(DATA SHOWN begins)
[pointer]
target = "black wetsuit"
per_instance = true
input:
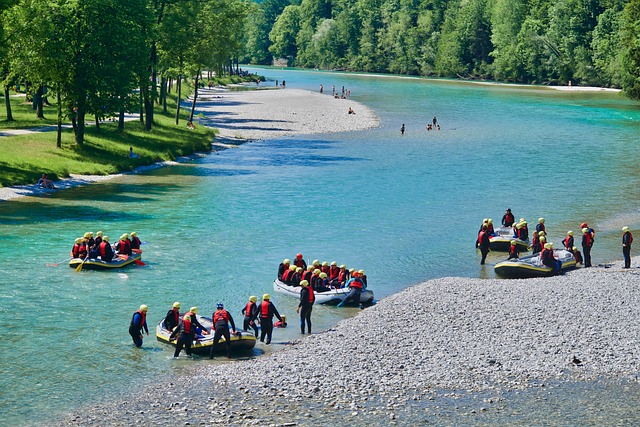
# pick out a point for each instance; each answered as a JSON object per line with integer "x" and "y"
{"x": 266, "y": 311}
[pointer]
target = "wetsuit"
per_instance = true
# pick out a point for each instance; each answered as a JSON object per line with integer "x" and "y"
{"x": 137, "y": 325}
{"x": 221, "y": 319}
{"x": 307, "y": 298}
{"x": 250, "y": 312}
{"x": 266, "y": 311}
{"x": 172, "y": 319}
{"x": 627, "y": 239}
{"x": 186, "y": 332}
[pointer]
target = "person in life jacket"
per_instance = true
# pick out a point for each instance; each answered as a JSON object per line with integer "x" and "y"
{"x": 514, "y": 252}
{"x": 627, "y": 239}
{"x": 568, "y": 241}
{"x": 186, "y": 333}
{"x": 266, "y": 311}
{"x": 135, "y": 242}
{"x": 483, "y": 243}
{"x": 587, "y": 243}
{"x": 283, "y": 267}
{"x": 138, "y": 325}
{"x": 172, "y": 319}
{"x": 355, "y": 285}
{"x": 300, "y": 262}
{"x": 508, "y": 219}
{"x": 221, "y": 320}
{"x": 105, "y": 250}
{"x": 250, "y": 313}
{"x": 307, "y": 298}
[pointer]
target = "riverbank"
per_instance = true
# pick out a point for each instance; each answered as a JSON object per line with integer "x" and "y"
{"x": 412, "y": 356}
{"x": 241, "y": 116}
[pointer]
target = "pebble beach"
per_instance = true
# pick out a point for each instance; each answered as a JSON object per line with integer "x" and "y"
{"x": 396, "y": 362}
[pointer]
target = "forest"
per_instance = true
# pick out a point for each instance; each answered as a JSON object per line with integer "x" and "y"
{"x": 559, "y": 42}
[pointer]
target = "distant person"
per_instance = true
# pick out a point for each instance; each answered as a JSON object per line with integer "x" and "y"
{"x": 627, "y": 239}
{"x": 138, "y": 325}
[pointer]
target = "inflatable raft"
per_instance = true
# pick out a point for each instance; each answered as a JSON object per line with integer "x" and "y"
{"x": 98, "y": 264}
{"x": 242, "y": 341}
{"x": 502, "y": 240}
{"x": 531, "y": 266}
{"x": 332, "y": 297}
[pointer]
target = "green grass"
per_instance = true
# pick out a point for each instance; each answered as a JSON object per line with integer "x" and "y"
{"x": 24, "y": 158}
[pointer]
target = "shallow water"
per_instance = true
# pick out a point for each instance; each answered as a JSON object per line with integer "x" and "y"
{"x": 406, "y": 209}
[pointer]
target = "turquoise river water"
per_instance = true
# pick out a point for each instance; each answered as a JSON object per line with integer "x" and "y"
{"x": 406, "y": 209}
(DATA SHOWN ends)
▸ HOW TO COMPLETE THIS TASK:
Are you able to set down all the lines above exactly, without any pictures?

▸ OUTPUT FOR THIS TASK:
[pointer]
target = "black wetsuit"
per_instance = true
input:
# pick out a point for each instance; each answered as a JSON object per line with integer "x" and "y"
{"x": 266, "y": 311}
[pointer]
target = "wetsuit"
per_instance = true
# pick out a point for each instance; each answered as a JSON object per line with integer "x" and "y"
{"x": 137, "y": 325}
{"x": 221, "y": 319}
{"x": 307, "y": 298}
{"x": 250, "y": 312}
{"x": 266, "y": 311}
{"x": 172, "y": 319}
{"x": 627, "y": 239}
{"x": 186, "y": 332}
[pointer]
target = "person in life jacket"
per_instance = true
# pick out a point for each instance; each answered as a JSON object per line with integer "x" and "y"
{"x": 514, "y": 252}
{"x": 627, "y": 239}
{"x": 568, "y": 241}
{"x": 186, "y": 333}
{"x": 266, "y": 311}
{"x": 135, "y": 242}
{"x": 483, "y": 243}
{"x": 587, "y": 243}
{"x": 283, "y": 267}
{"x": 138, "y": 325}
{"x": 172, "y": 319}
{"x": 355, "y": 285}
{"x": 300, "y": 262}
{"x": 508, "y": 219}
{"x": 221, "y": 320}
{"x": 105, "y": 250}
{"x": 250, "y": 313}
{"x": 307, "y": 298}
[pointer]
target = "riverbank"
per_instance = true
# pick out a point for each instance; each answered as a JSON object per line with integer "x" and "y"
{"x": 412, "y": 356}
{"x": 241, "y": 116}
[pointer]
target = "pebble beach"
per_instance = true
# pick out a point for each instance; each answered as a JSON object per line with integer "x" and "y"
{"x": 396, "y": 362}
[pointer]
target = "forest"
per_instance = true
# pick out a point for each instance; each answered as a JSON object per line with integer "x" and "y"
{"x": 559, "y": 42}
[pointer]
target = "distant person"
per_instance = true
# pick out a point for each instance; each answered as a JSON object per line with integer "x" and "y"
{"x": 627, "y": 239}
{"x": 138, "y": 325}
[pointer]
target = "inflatable raft"
per_instance = true
# pick out a point for each instance; each answered as a JSON object per line with integer "x" and "y"
{"x": 98, "y": 264}
{"x": 242, "y": 341}
{"x": 502, "y": 240}
{"x": 531, "y": 266}
{"x": 332, "y": 297}
[pointer]
target = "green grass"
per_instance = true
# pick out a point for each instance; each answered as a JSON object per line with integer "x" and "y"
{"x": 24, "y": 158}
[pointer]
target = "shallow water"
per_instance = true
# pick out a point for each instance; each answered as a JSON object per line with integer "x" and "y"
{"x": 406, "y": 209}
[pointer]
target = "turquoise river water"
per_instance = true
# pick out a point for each instance; each answered as a JSON object per line with integer "x" and "y"
{"x": 406, "y": 209}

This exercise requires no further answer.